** Opening Dataset records block **

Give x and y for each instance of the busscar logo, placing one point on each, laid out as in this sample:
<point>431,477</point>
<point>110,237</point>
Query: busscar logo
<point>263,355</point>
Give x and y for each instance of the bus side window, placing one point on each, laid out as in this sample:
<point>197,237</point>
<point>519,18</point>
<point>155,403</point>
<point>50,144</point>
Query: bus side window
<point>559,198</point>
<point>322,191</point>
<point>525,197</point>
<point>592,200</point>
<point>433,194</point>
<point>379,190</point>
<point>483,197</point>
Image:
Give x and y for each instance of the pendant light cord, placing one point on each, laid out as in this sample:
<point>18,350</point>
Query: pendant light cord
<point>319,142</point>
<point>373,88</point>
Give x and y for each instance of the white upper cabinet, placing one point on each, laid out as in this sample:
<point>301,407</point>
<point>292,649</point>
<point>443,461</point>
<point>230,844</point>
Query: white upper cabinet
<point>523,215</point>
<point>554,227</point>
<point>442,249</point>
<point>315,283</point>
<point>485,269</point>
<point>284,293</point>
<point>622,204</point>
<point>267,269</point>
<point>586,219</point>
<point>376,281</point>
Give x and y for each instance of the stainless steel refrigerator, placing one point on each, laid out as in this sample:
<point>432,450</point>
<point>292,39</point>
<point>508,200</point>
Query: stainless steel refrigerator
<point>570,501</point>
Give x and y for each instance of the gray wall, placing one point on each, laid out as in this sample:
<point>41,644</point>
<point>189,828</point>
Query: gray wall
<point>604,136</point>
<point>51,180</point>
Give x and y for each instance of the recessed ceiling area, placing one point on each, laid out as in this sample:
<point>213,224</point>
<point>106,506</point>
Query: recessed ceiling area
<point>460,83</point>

** Closing Dataset records block **

* **What you need to do**
Over the whole listing above, how many lines contain the string "laid"? The answer is that number alone.

* **Final answer**
7